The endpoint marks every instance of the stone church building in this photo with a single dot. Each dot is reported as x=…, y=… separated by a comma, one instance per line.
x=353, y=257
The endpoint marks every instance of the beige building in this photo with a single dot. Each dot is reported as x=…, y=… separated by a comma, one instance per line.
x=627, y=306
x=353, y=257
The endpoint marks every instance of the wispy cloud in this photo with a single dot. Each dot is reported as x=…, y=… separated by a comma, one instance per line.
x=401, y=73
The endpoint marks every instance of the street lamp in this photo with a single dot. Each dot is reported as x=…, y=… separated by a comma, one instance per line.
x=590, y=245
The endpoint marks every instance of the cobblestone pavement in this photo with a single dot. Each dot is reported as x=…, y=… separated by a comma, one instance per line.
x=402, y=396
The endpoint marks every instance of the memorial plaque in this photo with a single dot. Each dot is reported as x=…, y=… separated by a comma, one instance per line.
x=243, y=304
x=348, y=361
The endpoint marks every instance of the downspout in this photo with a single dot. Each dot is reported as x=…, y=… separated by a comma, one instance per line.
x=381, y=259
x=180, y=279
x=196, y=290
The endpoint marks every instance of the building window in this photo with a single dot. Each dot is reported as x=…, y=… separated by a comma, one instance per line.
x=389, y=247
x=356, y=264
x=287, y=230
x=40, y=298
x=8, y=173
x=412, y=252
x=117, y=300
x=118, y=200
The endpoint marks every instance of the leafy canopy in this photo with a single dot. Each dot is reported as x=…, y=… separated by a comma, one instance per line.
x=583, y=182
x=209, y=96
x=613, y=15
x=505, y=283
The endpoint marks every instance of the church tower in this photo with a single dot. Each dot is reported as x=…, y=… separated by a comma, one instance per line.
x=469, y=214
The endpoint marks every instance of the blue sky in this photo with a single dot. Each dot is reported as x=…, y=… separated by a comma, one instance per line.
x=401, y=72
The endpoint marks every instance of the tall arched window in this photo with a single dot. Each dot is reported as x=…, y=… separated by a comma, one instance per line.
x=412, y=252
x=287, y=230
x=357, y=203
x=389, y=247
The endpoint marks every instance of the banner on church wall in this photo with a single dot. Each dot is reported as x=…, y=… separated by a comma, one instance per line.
================
◆ **EXERCISE**: All of the data above must be retyped exactly.

◆ **SOLUTION TO THIS PROBLEM**:
The endpoint marks every instance of the stone church building in this photo with a single dot. Each dot is reported as x=…, y=… separated by a comma, one instance per line.
x=353, y=257
The endpoint marks every instance of the beige building in this photo with a single dot. Each dot is reported as x=…, y=… separated by a comma, one instance per line.
x=627, y=306
x=353, y=257
The endpoint marks every instance of the wispy cloud in this photo with a single dot. Each dot is reported as x=…, y=… separated by a comma, one instance per line.
x=401, y=73
The endpoint marks every instance of the street lamp in this photo with a single dot. Each dot is reported as x=…, y=… separated by a comma, one instance per line.
x=590, y=245
The endpoint marks every instance of the cobblestone pavement in this photo with a single dot. Each dot is reported as x=…, y=… separated by a comma, one instance per line.
x=402, y=396
The endpoint marks every instance of the memorial plaque in this photo with a single dot. Each dot is reported as x=…, y=… separated by a comma, one instance per line.
x=243, y=304
x=348, y=361
The endpoint marks every instance of the downspout in this photo with a single dot. Each dot is reported as x=…, y=… separated by a comma, one instance per line.
x=381, y=259
x=180, y=279
x=196, y=290
The endpoint marks every instance of the building window in this photo with a single dot. Each dot is reported as x=…, y=… separated by a comma, one instance per line.
x=389, y=247
x=356, y=264
x=287, y=230
x=40, y=298
x=8, y=173
x=412, y=252
x=117, y=300
x=118, y=200
The endpoint marks every instance of the leafy canopy in this photo with a single dot. Each dot is reported as x=…, y=… separated by a comma, one instance per line.
x=583, y=182
x=209, y=96
x=613, y=15
x=505, y=283
The endpoint marks every instance of the church tower in this photo with a single dot. Each dot is reported as x=…, y=… separated by a comma, one instance per line.
x=469, y=214
The endpoint marks every instance of the blue sky in this photo with a single dot. Each dot is reported as x=…, y=… separated by a comma, one instance per line.
x=401, y=72
The endpoint marks every instance of the tall arched window in this photo with a single dot. Each dot is reported as x=…, y=… separated by a comma, one instance per line.
x=412, y=252
x=287, y=230
x=357, y=203
x=389, y=247
The endpoint marks every instance of the banner on church wall in this photo with a single dot. Each dot is reported as x=…, y=… separated by a comma, one instance per line.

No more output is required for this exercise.